That means the package should optimize for:

  • stable training and evaluation entrypoints
  • predictable public API design
  • environment-specific presets that work without hand-tuning
  • clear documentation and reference scripts
  • benchmark visibility for common tasks
  • modular internal boundaries so new capability layers do not collapse the core

Popularity is treated here as an outcome of usability, coverage, and reproducibility, not as a branding exercise.

Proposed Product Shape

The package should evolve into three product layers:

1. Core

The existing rl_training package remains the stable, documented surface for mainstream algorithms and common workflows:

  • train / eval / resume / checkpoint
  • typed config
  • environment factories
  • rollout and replay data systems
  • stable public API objects such as PPO, DQN, and SAC

Core should bias toward algorithms and workflows that are broadly used and operationally easy to explain.

2. Contrib

A new rl_training.contrib layer should hold algorithms or execution styles that are valuable, but add extra state or edge cases that would otherwise complicate the core contract.

The first contrib algorithm should be RecurrentPPO.

This mirrors the mainline ecosystem pattern: the package can support stronger capabilities without forcing every stable path to absorb recurrent state management, sequence masking, and hidden-state checkpoint semantics.

3. Zoo

A new zoo/ product layer should become the home for:

  • benchmark-ready presets
  • environment-family hyperparameter bundles
  • reproducible run commands
  • result manifests and summary tables
  • example run recipes for documentation and CI smoke checks

The goal is to stop treating examples and configs as secondary artifacts.

Phase Strategy

The recommended roadmap is intentionally narrow.

Phase 1A: Atari and CNN Infrastructure

Build the pieces that make the package look and feel like a mainstream RL library rather than a tabular-classic-control trainer:

  • Atari environment wrappers and preprocessing transforms
  • pixel-observation support in environment factories
  • CNN feature extractors, starting with a NatureCNN baseline
  • trainer compatibility for image observations in DQN and PPO paths
  • smoke tests and configs for Atari training

This is the first missing layer that users expect from a serious RL package.

Phase 1B: Recurrent PPO

Add RecurrentPPO as the first new headline algorithm.

Why this algorithm first:

  • it is an established mainstream extension
  • it complements Atari and partial-observability use cases
  • it adds new capability instead of duplicating existing DQN-family variants
  • it can be built on top of the current PPO mental model

The first version should be deliberately narrow:

  • LSTM-based actor-critic only
  • discrete-action focus first
  • no distributed execution
  • no attempt to generalize all existing policies to recurrence on day one

Phase 1C: Zoo and Benchmark Productization

Turn the new Atari path into a product surface:

  • named Atari presets
  • reproducible benchmark scripts
  • run summaries and reference metrics
  • docs that point users to stable entry commands

Without this layer, new capability remains invisible and difficult to trust.

Recorded data>
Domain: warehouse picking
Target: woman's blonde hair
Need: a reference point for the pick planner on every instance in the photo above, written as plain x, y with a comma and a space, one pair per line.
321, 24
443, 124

The problem> Do these statements agree with the package roadmap? For each, answer yes or no and quote the words that decide it: (a) RecurrentPPO is to be the first contrib algorithm. (b) The first version of RecurrentPPO will support distributed execution. (c) The CNN feature extractors begin with a NatureCNN baseline. The entries come from a separate source, unrelated to the package roadmap.

Task solution>
(a) Yes: "The first contrib algorithm should be RecurrentPPO."
(b) No: "no distributed execution"
(c) Yes: "CNN feature extractors, starting with a NatureCNN baseline"